Can you turn every line of the entries below into a numbered list, skipping any blank lines?

------------------------------------------------------------

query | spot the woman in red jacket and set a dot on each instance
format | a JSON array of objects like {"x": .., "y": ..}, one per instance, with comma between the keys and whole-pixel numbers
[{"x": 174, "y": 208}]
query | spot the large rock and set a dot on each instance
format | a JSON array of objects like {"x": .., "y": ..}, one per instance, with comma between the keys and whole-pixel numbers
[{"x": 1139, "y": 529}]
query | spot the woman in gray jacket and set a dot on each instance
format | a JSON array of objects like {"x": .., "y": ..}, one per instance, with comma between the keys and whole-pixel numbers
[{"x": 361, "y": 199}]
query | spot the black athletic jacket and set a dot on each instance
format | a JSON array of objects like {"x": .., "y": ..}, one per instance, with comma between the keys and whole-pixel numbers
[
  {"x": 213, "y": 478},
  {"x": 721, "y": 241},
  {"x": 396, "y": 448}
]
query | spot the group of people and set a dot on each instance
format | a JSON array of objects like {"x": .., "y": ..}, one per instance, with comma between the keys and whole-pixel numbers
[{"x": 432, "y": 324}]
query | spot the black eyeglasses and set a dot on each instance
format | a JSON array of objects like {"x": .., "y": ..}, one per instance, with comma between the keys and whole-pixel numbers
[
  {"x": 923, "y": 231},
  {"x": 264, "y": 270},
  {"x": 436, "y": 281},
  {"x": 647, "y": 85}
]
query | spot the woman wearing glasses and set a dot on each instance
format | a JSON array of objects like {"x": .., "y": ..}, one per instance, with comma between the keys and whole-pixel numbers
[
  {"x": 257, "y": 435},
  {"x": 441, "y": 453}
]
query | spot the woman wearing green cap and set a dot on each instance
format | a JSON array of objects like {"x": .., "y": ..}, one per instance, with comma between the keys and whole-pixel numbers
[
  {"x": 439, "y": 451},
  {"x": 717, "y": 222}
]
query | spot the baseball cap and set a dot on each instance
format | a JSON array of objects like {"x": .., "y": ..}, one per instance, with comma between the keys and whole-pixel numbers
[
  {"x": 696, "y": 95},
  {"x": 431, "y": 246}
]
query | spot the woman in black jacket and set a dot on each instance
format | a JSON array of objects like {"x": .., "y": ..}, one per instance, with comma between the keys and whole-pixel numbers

------------------------------------------------------------

### Answer for this exercise
1. query | spot the woman in red jacket and set a dot on each instance
2. format | a JSON array of objects like {"x": .., "y": ..}, one per instance, with comma between the keys and whole-pixel numbers
3. [{"x": 174, "y": 208}]
4. query | spot the large rock and set a dot on each instance
5. format | a JSON array of objects like {"x": .., "y": ..}, one per instance, with comma between the keys and whole-pixel numbers
6. [{"x": 1139, "y": 529}]
7. query | spot the woman in gray jacket and set a dot on each instance
8. format | a JSON array of objects like {"x": .., "y": ..}, one per instance, with comma between the keys and whole-pixel numbers
9. [{"x": 361, "y": 199}]
10. query | spot the black athletic jacket and set a dot on each instance
11. format | a JSON array of objects like {"x": .., "y": ..}, one per instance, with comma between the keys and whole-pixel numbers
12. [
13.   {"x": 213, "y": 478},
14.   {"x": 721, "y": 241},
15.   {"x": 396, "y": 448}
16. ]
17. query | spot the group of people and set a dot on each instance
18. format | a JSON array of objects like {"x": .., "y": ..}, one per instance, with comma between the keys and whole-pixel numbers
19. [{"x": 432, "y": 324}]
20. query | spot the black eyeglasses and set a dot on each instance
21. format | a JSON array of objects like {"x": .., "y": ..}, one per instance, with comma between the keys and whole-pixel numbers
22. [
23.   {"x": 923, "y": 231},
24.   {"x": 264, "y": 270},
25.   {"x": 436, "y": 281},
26.   {"x": 647, "y": 85}
27. ]
28. query | spot the woman wearing glasses and set a dot on each instance
29. format | a JSON array of objects like {"x": .., "y": ..}, one per instance, with comma between the keys and whole-pixel numbers
30. [
31.   {"x": 257, "y": 435},
32.   {"x": 441, "y": 453}
33. ]
34. query | spot the woman wearing green cap and set a dot on each instance
35. format | a JSON array of objects like {"x": .., "y": ..}, one per instance, with comma between the keys and whole-pixel numbers
36. [
37.   {"x": 439, "y": 451},
38.   {"x": 717, "y": 222}
39. ]
40. query | spot the baseball cap and set a dot on each instance
41. format | a JSON array of objects like {"x": .., "y": ..}, one per instance, with comma between the keys and whole-pixel numbers
42. [
43.   {"x": 696, "y": 95},
44.   {"x": 431, "y": 246}
45. ]
46. query | spot the woman in black jacket and set a dot on each instance
47. format | a JSON array of objects like {"x": .., "y": ..}, one per instance, with comma between the keys and whole-pixel numbers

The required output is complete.